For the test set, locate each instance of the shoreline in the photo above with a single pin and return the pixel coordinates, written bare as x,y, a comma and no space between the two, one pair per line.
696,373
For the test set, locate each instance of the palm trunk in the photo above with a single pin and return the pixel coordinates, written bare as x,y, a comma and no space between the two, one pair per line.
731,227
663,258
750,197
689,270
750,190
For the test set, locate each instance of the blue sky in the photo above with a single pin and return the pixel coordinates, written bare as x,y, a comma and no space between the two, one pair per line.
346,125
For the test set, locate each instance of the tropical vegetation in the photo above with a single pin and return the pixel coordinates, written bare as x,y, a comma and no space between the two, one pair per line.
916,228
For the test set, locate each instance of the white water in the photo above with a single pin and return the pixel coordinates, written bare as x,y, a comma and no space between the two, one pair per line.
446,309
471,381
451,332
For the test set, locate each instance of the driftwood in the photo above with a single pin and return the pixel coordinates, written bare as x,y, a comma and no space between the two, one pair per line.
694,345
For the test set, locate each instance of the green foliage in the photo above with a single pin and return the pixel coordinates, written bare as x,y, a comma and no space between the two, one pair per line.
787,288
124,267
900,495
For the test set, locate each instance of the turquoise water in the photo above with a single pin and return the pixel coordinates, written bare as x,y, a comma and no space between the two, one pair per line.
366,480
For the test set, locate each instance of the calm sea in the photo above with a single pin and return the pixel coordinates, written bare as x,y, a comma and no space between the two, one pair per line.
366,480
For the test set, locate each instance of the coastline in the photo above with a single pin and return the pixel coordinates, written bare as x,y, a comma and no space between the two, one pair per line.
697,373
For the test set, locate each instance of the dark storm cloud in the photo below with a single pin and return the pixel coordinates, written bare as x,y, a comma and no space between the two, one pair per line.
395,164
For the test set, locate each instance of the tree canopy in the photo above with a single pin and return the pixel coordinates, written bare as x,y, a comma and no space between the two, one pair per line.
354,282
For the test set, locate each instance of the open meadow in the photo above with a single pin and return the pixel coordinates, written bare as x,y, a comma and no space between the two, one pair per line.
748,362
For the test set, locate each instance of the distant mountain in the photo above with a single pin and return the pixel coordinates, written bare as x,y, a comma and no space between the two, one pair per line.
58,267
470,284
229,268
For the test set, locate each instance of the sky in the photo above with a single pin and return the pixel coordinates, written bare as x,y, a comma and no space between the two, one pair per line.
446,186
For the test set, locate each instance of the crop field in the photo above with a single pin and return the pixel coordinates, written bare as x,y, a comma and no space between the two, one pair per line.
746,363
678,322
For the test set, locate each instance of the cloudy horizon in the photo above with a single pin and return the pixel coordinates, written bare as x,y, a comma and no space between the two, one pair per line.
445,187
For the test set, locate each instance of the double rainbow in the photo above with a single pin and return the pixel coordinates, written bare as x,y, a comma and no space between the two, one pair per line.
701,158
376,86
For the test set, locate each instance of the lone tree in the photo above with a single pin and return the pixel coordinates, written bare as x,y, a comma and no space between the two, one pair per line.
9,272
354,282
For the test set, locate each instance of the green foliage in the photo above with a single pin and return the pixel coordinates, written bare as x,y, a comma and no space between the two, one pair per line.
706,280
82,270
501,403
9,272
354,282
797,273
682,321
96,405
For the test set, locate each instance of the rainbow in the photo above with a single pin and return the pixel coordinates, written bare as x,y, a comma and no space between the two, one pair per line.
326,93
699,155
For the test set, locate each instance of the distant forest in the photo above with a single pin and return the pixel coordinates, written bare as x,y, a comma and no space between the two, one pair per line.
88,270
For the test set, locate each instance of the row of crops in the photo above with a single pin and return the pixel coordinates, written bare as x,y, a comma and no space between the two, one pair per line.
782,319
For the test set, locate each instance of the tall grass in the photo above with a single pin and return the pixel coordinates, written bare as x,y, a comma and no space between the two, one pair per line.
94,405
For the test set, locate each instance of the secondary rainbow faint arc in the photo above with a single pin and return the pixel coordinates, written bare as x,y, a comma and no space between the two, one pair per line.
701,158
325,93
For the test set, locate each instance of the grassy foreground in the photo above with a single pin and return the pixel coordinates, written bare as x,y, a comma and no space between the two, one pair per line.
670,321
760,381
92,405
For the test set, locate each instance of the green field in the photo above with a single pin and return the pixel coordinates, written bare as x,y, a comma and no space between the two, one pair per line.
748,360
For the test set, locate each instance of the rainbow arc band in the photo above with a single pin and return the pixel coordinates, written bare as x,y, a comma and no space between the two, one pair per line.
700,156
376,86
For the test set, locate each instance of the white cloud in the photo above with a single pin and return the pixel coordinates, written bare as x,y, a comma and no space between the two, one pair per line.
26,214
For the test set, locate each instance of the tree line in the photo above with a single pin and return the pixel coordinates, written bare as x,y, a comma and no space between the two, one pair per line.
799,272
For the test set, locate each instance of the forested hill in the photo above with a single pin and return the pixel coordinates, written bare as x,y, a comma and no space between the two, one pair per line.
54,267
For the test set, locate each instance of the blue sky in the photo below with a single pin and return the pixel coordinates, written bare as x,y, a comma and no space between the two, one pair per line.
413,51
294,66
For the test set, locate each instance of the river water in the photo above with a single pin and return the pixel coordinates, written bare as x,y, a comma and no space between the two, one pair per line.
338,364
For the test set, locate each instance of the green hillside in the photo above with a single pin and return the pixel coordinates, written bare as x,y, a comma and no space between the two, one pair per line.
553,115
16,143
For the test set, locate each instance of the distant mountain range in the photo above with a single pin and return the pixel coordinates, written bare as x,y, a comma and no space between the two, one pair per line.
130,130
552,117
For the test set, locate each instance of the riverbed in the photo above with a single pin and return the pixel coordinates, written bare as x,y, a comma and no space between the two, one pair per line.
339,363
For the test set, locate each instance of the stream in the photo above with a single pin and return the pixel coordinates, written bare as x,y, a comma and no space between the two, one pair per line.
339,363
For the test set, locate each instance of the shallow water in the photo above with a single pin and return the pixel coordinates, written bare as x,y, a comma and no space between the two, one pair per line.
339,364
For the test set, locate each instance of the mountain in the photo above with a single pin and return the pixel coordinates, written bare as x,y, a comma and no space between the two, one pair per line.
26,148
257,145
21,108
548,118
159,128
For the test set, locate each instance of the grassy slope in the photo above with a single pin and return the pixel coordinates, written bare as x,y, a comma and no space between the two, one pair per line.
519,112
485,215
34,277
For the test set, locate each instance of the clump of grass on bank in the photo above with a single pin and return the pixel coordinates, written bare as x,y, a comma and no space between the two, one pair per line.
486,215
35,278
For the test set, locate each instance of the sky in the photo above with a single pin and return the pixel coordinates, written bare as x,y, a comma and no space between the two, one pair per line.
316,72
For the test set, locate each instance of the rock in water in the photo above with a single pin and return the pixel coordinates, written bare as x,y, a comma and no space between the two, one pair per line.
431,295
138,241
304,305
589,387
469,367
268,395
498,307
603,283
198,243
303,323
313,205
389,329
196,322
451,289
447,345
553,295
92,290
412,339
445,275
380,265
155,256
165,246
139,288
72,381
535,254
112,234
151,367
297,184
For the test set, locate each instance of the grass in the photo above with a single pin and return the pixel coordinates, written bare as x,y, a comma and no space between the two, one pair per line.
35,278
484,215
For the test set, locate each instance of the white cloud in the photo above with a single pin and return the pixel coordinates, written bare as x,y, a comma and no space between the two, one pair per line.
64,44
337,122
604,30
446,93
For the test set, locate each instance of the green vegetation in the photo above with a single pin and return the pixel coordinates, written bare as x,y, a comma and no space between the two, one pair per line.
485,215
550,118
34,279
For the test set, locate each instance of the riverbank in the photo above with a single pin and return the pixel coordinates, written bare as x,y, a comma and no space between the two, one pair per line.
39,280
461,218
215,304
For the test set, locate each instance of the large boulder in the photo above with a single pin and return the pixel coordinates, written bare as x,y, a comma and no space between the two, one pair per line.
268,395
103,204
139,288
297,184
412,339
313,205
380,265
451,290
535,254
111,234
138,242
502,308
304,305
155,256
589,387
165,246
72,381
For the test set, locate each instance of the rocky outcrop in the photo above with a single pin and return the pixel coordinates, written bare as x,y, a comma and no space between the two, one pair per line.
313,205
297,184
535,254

- - -

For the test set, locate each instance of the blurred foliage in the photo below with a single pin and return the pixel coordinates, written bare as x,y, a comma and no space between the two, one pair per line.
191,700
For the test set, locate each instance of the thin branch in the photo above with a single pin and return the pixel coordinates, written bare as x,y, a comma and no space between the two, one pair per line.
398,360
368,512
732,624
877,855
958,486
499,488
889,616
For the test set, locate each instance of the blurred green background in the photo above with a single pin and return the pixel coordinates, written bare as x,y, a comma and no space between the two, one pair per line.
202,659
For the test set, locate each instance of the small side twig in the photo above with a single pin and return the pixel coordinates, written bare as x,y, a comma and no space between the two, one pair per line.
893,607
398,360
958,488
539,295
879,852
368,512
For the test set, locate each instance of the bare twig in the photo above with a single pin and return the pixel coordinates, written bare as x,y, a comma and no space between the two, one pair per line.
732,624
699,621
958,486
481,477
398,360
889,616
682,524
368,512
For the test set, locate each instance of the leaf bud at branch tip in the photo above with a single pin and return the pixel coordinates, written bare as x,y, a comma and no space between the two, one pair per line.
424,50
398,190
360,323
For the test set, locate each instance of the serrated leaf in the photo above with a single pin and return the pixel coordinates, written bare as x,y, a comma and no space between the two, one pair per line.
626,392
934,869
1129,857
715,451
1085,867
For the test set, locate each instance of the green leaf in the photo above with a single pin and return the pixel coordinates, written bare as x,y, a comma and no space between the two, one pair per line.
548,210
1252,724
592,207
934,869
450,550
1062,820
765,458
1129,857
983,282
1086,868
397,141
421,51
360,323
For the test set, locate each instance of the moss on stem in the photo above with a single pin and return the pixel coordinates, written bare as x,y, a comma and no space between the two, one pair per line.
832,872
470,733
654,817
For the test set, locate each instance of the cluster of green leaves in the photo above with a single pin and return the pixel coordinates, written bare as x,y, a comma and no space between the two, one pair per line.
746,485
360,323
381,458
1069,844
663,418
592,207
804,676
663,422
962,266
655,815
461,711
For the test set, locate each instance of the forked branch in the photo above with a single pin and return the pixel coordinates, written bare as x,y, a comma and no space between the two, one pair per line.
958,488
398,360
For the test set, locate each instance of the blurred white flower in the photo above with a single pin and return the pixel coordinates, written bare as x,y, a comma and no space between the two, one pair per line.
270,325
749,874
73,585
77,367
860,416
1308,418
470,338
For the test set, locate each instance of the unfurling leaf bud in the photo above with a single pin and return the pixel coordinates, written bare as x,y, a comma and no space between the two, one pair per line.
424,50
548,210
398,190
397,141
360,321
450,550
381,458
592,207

- - -

§ Task
State how many of the lines above contain the word "vegetation". Case counts, and the reply should be only the number.

§ Task output
2